**What is required**
The required output is every entry, printed exactly as written.

**The data**

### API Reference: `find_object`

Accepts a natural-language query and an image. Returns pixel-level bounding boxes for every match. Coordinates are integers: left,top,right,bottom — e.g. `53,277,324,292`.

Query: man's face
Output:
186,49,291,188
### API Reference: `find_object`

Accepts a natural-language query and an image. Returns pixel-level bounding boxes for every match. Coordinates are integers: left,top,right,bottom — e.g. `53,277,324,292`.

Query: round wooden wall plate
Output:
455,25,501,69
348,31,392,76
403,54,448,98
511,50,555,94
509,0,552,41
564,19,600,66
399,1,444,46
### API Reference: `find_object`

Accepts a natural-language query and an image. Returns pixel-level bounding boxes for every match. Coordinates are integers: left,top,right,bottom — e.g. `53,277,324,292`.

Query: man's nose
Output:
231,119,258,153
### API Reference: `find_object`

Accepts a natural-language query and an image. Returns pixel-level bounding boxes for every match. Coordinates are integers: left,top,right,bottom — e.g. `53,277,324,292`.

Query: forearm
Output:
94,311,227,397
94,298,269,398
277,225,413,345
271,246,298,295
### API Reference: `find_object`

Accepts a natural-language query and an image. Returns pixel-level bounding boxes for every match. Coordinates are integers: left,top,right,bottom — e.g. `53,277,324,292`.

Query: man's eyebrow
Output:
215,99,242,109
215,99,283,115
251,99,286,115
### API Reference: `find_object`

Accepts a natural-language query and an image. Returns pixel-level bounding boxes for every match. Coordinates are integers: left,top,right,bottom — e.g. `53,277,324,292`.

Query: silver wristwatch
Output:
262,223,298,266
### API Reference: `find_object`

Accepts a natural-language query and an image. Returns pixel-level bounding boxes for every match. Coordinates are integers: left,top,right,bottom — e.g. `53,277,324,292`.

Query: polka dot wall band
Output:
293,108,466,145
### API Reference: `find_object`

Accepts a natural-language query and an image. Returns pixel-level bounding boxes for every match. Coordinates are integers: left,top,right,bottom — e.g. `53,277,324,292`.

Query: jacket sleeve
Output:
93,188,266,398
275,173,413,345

**Task solution**
### API Reference: `find_object`

Accepts a natural-language query and an image. Returns pixel-level bounding boxes for every match. Coordinates are integers: left,top,right,bottom — e.g. `53,277,324,292`.

Query: man's face
Output:
186,49,291,188
### API Reference: `find_object`

Accepts a natural-language query and an image. Returns pixel-level bounding boxes for every match. Coordinates are integers: left,top,right,bottom — e.g. `53,277,324,292`.

Query: round wooden wall plate
Output:
455,25,501,69
348,31,392,76
403,54,448,98
511,50,555,94
509,0,552,41
564,19,600,66
399,1,444,46
### API Reference: `find_object`

Accepts a natural-language query and an image. Returns pixel-level bounding boxes for every match. Coordinates are integers: left,top,right,bottom — e.g. `53,277,324,292`.

Query: man's nose
Output:
231,119,258,153
### API Reference: `find_object`

Accepts a natural-language query and an image. Returns pixel-level bounding boxes for every match. Coordinates are integers: left,top,right,bottom — e.g. `53,277,324,292`.

Query: forearm
Output:
94,311,227,397
94,298,269,398
277,225,413,345
271,246,298,295
### API Reference: `find_object`

Accepts a natural-language query and an image. Returns pixel-level bounding boxes for every match. Coordinates are integers: left,top,right,bottom — e.g. `53,277,324,292`.

Query: man's eyebrow
Output:
215,99,242,109
215,99,283,115
251,99,286,115
### API Reference: `find_object`

Accepts a natural-language query and an image. Returns pixel-level bounding boxes for every match. Coordinates are integers: left,top,right,bottom — e.g. `53,277,324,292`.

Query: silver wristwatch
Output:
262,223,298,266
### API Reference: `find_object`

Accepts a natural-language query and an image. Returns pixel-level bounding boxes for every match. Coordinates are integers: left,top,right,bottom — e.g. `53,277,324,292`.

Query: polka dot wall band
Output:
293,108,466,145
### API Reference: `find_object`

Accepts a natural-language query and an image. Returns pixel-level bounding boxes for every match. Coordinates are integers: left,top,right,bottom — e.g. `53,277,324,292`.

Query: jacket sleeve
Output:
93,188,266,398
275,173,413,345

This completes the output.